Task directions: Pull out every line of the entries below that contains the word "grass", copying each line in full. Case counts.

=====

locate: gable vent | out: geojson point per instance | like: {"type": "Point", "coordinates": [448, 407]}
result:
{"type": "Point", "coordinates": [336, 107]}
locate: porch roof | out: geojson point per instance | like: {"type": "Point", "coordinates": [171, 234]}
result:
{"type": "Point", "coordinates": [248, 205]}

=====

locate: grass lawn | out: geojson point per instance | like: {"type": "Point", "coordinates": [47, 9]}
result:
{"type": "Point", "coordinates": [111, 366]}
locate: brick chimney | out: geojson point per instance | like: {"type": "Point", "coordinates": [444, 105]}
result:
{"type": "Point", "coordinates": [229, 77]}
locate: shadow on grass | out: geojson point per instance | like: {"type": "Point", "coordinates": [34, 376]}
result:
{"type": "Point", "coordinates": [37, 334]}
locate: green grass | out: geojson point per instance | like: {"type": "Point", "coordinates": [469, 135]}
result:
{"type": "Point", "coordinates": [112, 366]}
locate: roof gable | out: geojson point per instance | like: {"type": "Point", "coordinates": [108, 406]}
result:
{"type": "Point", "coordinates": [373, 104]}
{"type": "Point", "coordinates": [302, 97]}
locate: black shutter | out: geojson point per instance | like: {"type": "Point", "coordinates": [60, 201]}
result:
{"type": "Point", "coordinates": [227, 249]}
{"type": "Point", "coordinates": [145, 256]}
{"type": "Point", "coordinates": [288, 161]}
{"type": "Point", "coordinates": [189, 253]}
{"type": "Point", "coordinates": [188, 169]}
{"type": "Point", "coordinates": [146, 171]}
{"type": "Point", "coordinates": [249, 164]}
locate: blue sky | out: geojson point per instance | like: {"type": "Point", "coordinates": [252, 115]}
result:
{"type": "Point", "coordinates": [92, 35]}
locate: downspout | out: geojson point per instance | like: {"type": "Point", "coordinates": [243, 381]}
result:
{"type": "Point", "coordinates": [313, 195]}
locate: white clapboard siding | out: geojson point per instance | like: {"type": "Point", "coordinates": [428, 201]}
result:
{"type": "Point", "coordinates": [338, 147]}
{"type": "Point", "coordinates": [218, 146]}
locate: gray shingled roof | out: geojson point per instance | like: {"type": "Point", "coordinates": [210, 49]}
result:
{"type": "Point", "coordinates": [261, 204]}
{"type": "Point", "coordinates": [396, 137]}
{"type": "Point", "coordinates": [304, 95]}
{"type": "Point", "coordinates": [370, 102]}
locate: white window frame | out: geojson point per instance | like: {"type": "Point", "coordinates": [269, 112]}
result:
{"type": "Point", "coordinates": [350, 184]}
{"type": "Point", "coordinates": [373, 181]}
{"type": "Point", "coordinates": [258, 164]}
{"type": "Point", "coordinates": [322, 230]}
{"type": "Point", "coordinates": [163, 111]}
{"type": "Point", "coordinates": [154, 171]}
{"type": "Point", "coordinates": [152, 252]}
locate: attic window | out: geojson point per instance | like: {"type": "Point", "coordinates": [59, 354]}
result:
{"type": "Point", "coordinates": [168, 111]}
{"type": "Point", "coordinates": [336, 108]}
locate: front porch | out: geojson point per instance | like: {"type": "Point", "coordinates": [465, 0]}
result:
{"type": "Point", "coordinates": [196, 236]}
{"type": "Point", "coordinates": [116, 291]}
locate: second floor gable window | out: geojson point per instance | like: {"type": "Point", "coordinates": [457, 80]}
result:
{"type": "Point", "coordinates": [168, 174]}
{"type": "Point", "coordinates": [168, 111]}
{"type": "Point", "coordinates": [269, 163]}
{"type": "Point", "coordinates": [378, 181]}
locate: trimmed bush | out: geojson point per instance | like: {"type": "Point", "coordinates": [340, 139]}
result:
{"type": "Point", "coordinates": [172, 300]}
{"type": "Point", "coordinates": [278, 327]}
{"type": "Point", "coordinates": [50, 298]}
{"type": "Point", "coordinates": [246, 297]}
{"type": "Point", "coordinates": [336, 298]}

=====

Final result:
locate: grass lawn | out: geojson point per instance | like: {"type": "Point", "coordinates": [47, 9]}
locate: shadow on grass | out: geojson point per instance | like: {"type": "Point", "coordinates": [34, 376]}
locate: green grass | out: geojson point per instance | like: {"type": "Point", "coordinates": [469, 135]}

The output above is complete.